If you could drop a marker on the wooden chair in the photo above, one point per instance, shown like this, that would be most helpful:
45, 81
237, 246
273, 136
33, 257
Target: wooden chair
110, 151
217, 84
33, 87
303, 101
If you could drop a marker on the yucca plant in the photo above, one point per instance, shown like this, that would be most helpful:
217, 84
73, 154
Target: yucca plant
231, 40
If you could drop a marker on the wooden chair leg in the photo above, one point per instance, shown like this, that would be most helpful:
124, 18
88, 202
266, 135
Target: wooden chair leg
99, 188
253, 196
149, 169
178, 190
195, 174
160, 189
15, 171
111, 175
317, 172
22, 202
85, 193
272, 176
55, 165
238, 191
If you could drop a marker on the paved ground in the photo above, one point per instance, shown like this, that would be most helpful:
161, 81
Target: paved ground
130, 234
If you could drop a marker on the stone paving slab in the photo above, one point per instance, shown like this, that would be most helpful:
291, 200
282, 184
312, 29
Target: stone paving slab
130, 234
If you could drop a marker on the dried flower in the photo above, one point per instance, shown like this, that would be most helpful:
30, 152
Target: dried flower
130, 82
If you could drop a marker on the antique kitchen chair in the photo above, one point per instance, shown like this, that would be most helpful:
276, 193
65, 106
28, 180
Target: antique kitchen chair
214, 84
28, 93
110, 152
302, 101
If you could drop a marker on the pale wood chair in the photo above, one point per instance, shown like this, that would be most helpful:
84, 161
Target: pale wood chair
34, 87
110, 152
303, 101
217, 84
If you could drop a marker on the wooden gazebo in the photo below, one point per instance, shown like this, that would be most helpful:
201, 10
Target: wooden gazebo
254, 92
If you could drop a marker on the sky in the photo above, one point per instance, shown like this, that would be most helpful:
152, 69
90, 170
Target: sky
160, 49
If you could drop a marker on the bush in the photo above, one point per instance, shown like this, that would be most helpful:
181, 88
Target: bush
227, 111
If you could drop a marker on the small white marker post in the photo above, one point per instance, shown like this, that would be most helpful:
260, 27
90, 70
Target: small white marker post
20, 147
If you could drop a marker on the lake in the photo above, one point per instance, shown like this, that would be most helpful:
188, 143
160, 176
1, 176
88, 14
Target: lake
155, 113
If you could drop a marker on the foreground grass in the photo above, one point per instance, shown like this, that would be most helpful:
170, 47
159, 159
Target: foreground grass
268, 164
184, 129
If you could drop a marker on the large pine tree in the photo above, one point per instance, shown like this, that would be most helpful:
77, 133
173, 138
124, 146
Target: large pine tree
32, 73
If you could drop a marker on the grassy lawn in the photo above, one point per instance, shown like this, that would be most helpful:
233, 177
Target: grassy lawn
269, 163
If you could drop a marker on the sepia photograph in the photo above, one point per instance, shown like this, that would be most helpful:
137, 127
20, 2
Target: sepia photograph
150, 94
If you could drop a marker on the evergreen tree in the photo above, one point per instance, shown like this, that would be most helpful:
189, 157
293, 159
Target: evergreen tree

- - -

## Task to carry out
Beginning at the line containing "If you could drop a marker on the sky", repeat each line exactly through the last line of the entries, and include no other lines.

## The completed task
If you could drop a marker on the sky in the photo above, one point per instance, shown like this, that would be most helpful:
152, 69
90, 170
Target: sky
160, 49
If you could drop a marker on the bush in the photo above, one point per instance, shown like this, that would be most helpful:
181, 88
Target: bush
227, 111
If you could drop a marker on the small white marker post in the photo above, one point per instance, shown like this, that would be most helpful:
260, 27
90, 70
Target: small white marker post
20, 147
If you could drop a marker on the lake in the photo above, one point per instance, shown like this, that would be most helpful:
188, 143
160, 176
1, 176
88, 14
Target: lake
155, 113
If you could drop a marker on the foreground grass in the photo above, one point per instance, shown like this, that would be most helpful:
170, 47
159, 159
Target: foreground grass
268, 164
184, 129
If you could drop a marker on the large pine tree in the photo above, one point per instance, shown like this, that would be most helpful:
77, 133
173, 138
124, 146
Target: large pine tree
32, 73
If you could drop a marker on the grassy lawn in the photo above, one point per instance, shown like this, that would be most helpful:
233, 177
Target: grassy lawn
269, 163
If you could drop a marker on the sepia photograph in the photo above, one point per instance, shown like this, that would be most helpful:
137, 127
20, 2
Target: sepia photograph
150, 94
If you could drop a marker on the evergreen tree in the photo above, one point per instance, shown like this, that would be most helpful:
189, 157
293, 159
Target: evergreen tree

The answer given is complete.